**WHAT TO DO**
Look for "Target: brake pedal" in the entries below. Write out that line and all later lines exactly, ending with the final one.

─── SOURCE RECORDS

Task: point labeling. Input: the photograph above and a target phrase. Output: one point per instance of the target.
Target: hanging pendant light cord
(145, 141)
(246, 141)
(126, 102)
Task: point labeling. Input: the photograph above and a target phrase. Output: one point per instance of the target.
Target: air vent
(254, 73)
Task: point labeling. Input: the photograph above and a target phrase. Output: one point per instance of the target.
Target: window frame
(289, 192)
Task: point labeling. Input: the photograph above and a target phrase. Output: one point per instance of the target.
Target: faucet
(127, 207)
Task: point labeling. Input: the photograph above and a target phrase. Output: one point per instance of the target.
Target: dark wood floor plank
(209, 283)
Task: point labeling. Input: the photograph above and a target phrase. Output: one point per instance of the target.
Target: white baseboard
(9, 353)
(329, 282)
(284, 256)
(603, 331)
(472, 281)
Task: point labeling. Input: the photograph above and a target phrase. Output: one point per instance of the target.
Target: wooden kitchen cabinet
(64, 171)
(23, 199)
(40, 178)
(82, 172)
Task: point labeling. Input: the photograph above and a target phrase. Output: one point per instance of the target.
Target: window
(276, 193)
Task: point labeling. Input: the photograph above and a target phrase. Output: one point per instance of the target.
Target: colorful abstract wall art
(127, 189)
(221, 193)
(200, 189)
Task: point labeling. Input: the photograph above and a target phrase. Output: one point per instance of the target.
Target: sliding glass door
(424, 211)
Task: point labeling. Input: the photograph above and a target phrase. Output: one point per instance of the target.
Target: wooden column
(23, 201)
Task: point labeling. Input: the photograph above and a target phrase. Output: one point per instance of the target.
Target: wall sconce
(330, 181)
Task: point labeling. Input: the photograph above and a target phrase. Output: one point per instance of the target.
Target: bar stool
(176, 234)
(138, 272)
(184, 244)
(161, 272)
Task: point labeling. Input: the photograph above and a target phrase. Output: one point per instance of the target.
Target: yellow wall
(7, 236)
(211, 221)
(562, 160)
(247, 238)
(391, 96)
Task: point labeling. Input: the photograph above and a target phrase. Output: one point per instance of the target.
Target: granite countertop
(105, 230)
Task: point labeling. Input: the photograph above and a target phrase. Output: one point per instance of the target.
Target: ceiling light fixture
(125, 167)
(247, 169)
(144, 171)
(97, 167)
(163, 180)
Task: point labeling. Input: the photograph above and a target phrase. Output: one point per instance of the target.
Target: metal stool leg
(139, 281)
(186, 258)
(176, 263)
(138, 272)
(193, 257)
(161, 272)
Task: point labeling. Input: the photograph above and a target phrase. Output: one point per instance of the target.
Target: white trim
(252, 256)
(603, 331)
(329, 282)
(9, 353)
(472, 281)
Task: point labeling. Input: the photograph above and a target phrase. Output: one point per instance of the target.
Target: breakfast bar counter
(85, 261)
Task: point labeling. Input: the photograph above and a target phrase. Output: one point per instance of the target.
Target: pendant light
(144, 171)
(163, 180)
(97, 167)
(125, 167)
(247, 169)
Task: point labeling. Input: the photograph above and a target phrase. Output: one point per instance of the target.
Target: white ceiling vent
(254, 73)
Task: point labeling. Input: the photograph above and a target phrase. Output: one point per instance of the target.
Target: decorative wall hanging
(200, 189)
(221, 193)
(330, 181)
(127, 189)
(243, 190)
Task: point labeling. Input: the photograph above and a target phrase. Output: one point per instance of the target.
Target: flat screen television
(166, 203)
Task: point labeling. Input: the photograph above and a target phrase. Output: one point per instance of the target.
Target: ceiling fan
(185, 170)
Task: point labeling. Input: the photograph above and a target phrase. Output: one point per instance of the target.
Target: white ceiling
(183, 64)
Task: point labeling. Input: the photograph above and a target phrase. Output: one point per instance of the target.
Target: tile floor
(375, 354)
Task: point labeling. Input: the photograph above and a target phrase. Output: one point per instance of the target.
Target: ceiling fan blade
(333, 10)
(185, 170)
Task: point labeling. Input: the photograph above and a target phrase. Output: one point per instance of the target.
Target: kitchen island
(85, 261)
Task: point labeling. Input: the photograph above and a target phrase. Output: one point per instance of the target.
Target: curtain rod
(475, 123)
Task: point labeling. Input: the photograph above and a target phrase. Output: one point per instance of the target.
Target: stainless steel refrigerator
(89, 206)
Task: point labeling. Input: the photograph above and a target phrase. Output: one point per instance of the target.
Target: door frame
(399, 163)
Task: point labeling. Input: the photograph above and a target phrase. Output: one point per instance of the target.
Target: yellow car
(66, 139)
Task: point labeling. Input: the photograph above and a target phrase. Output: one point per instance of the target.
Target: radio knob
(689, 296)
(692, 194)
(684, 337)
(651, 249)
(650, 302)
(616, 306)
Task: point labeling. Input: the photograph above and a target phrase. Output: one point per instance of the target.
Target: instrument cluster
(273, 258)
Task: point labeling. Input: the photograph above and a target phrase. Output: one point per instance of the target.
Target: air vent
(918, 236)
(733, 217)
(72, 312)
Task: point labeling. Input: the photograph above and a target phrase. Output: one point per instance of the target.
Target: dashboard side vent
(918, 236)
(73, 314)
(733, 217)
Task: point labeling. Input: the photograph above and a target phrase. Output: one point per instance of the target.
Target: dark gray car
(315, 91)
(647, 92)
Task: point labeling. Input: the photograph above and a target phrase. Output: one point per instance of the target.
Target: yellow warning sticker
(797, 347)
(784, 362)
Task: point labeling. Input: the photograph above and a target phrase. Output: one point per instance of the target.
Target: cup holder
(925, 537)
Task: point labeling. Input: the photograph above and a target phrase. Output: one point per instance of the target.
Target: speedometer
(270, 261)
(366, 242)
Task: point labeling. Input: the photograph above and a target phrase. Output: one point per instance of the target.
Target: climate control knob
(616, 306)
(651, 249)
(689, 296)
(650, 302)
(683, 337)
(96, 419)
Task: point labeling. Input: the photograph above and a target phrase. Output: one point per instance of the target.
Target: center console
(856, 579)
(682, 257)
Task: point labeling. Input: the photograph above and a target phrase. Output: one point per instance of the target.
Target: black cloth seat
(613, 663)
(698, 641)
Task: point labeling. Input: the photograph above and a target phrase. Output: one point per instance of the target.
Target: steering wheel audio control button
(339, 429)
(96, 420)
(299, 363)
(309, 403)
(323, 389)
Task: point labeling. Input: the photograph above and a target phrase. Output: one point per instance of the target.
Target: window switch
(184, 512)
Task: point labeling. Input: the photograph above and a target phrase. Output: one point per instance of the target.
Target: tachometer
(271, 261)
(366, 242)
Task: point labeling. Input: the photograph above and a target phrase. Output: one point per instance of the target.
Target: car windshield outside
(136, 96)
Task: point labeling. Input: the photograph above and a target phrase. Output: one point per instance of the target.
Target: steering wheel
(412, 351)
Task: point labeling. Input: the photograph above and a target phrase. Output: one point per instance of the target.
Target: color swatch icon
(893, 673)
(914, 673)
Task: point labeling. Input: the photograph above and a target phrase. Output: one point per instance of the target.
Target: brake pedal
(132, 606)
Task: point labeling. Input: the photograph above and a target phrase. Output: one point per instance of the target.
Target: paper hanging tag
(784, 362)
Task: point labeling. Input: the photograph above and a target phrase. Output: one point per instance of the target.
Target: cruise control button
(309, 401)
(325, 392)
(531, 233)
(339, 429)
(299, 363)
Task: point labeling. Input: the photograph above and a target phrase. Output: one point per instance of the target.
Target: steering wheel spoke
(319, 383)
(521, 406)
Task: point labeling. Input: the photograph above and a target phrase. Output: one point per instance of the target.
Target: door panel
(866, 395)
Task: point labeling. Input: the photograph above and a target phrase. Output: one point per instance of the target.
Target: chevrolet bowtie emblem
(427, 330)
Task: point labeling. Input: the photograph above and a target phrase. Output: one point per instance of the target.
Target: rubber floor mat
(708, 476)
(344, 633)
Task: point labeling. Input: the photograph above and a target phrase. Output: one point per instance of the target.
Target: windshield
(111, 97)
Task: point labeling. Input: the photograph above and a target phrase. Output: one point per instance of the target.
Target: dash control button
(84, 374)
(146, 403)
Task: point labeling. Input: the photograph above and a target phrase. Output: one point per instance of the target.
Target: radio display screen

──────

**SOLUTION BELOW**
Target: brake pedal
(132, 606)
Task: point labeling. Input: the photograph above and a target phrase. Output: one point per instance of the target.
Target: paper hanging tag
(784, 362)
Task: point labeling. Input: the photograph above and a target phrase. Output: one point per instance of the target.
Target: cruise control button
(309, 401)
(325, 392)
(531, 233)
(339, 429)
(299, 363)
Task: point labeling. Input: the photograph above and a target phrase. Output: one point per instance of the target.
Target: steering wheel spoke
(319, 383)
(521, 406)
Task: point labeling. Input: the photograph above and a target phrase. Output: one point per instance of the target.
Target: door panel
(866, 395)
Task: point labeling. Input: the photograph above and a target phrase. Output: one point per instance of the target.
Target: chevrolet bowtie emblem
(427, 330)
Task: point labeling. Input: the photograph above and a target phrase. Output: one point per instance of the target.
Target: rubber floor mat
(708, 476)
(344, 633)
Task: point labeling. Input: the photograph above and a target phrase. Output: one point per instance of the target.
Target: windshield
(111, 97)
Task: point labeling. Input: the photograph above and a target phrase. Output: one point per instance of the target.
Target: dash control button
(84, 374)
(146, 403)
Task: point labeling. Input: the photograph above and a target phrase. Output: one point per instance of the target.
Target: radio display screen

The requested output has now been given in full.